• **Task goal**:
Decide whether each statement agrees with the text on the composite screw below. Answer yes or no for each, and quote the words of the text that settle it. (a) The screws were manufactured by a forging process. (b) The flexural load of the tri-layer screw rose by about 31% after 4-week degradation. (c) The composite screws lost their integrity during the degradation process.
-- Document passage follows --
Optimization of the Manufacturing Process and Mechanical Evaluation of a Functionally Graded Biodegradable Composite Screw for Orthopedic Applications

Metal screws are commonly used for fracture fixations. However, the high modulus of elasticity relative to bones and releasing metallic ions by the metal screw needed a second surgery to remove the implant after the healing period. Furthermore, the removal of metal screws following the healing of the bone is a serious problem that can lead to refracture due to the presence of holes in the screw. Bioresorbable screws can overcome most of the problems associated with metallic screws which motivated research on manufacturing nonmetallic screws.

In this study, three‑layer poly L‑lactic acid/bioactive glass composite screws were manufactured according to functionally graded material theory, by the forging process. All of the physical and chemical parameters in the manufacturing stages from making composite layers to the forging process were optimized to obtain suitable mechanical properties and durability off the screw in load‑bearing positions.

The tri‑layer composite screw with unidirectional, ±20° angled, and random fibers orientation from core to shell shows a flexural load of 661.5 ± 20.3 (N) with a decrease about 31% after 4‑week degradation. Furthermore, its pull‑out force was 1.8 ± 0.1 (N) which is considerably more than the degradable polymeric screws. Moreover, the integrity of the composite screws was maintained during the degradation process.

By optimizing the manufacturing process and composition of the composite and crystallinity, mechanical properties (flexural, torsion, and pull‑out) were improved and making it a perfect candidate for load‑bearing applications in orthopedic implants. Improving the fiber/matrix interface through the use of a coupling agent was also considered to preserve the initial mechanical properties. The manufactured screw is sufficiently robust enough to replace metals for orthopedic load‑bearing applications.
-- Document passage concluded --
-- Source data follows --
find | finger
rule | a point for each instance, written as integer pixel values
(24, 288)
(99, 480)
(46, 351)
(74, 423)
-- Source data concluded --
• **Exercise result**:
(a) Yes: "three‑layer poly L‑lactic acid/bioactive glass composite screws were manufactured according to functionally graded material theory, by the forging process."
(b) No: "shows a flexural load of 661.5 ± 20.3 (N) with a decrease about 31% after 4‑week degradation."
(c) No: "the integrity of the composite screws was maintained during the degradation process."